Assigned task >> Every entry below needs to be repeated exactly.

(Collected data entries)
____________
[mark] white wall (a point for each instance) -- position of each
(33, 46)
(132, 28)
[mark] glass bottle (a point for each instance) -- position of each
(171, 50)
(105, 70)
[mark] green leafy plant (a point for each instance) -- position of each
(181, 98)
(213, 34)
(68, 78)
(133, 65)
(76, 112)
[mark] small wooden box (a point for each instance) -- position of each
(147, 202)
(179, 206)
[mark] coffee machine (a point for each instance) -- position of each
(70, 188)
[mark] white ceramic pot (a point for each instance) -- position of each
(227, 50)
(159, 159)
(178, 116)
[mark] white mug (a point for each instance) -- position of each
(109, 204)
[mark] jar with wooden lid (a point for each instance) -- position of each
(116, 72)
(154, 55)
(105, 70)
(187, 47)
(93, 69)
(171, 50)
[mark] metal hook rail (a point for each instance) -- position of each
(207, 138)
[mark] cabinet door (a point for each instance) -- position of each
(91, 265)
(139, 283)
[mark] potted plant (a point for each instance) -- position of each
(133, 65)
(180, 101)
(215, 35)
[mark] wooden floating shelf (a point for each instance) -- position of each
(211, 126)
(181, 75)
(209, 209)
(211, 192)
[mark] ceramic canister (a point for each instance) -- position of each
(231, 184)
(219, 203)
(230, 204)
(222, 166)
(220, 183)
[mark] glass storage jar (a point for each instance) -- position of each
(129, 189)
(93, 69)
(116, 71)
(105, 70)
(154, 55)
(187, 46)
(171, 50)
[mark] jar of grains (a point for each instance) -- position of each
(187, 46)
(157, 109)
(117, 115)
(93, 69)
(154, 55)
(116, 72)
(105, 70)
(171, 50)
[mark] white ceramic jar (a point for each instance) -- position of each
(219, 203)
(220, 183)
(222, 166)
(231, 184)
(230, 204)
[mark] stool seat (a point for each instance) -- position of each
____________
Reply >>
[mark] white wall (a point for each instance) -- position of each
(33, 46)
(132, 28)
[mark] glass bottle (a point for each instance) -- position of each
(171, 50)
(105, 70)
[mark] green leafy plant (a point for each instance) -- position of each
(181, 98)
(213, 34)
(68, 78)
(133, 65)
(76, 112)
[mark] small wooden box (a point for each instance) -- position of each
(147, 202)
(179, 206)
[mark] coffee machine (a point for each instance) -- position of each
(70, 188)
[mark] white ceramic pot (a point for each instance) -- position of each
(227, 50)
(159, 159)
(178, 116)
[mark] white mug (a point for each instance) -- position of each
(109, 204)
[mark] jar with wooden lid (a point for each instance) -- position of each
(116, 72)
(154, 55)
(105, 70)
(187, 47)
(93, 69)
(171, 50)
[mark] metal hook rail (a point for each instance) -- position of each
(207, 138)
[mark] cabinet door (a point for each instance) -- position of each
(91, 265)
(139, 283)
[mark] potted plant (a point for each instance) -- position of each
(133, 65)
(180, 101)
(215, 35)
[mark] wooden floating shelf (a point for each instance) -- position of each
(211, 126)
(181, 75)
(209, 209)
(211, 192)
[mark] ceramic canister (a point for each instance) -- position of each
(231, 184)
(219, 203)
(230, 204)
(222, 166)
(220, 183)
[mark] glass storage jar (a point for each instance) -- position of each
(129, 189)
(93, 69)
(116, 71)
(105, 70)
(154, 55)
(187, 46)
(171, 50)
[mark] jar of grains (a point for each instance) -- position of each
(187, 46)
(157, 109)
(117, 115)
(93, 69)
(154, 55)
(116, 72)
(105, 70)
(171, 50)
[mark] white ceramic jar (a point for each instance) -- position of each
(219, 203)
(220, 183)
(222, 166)
(231, 184)
(230, 204)
[mark] stool seat (a point for each instance) -- position of each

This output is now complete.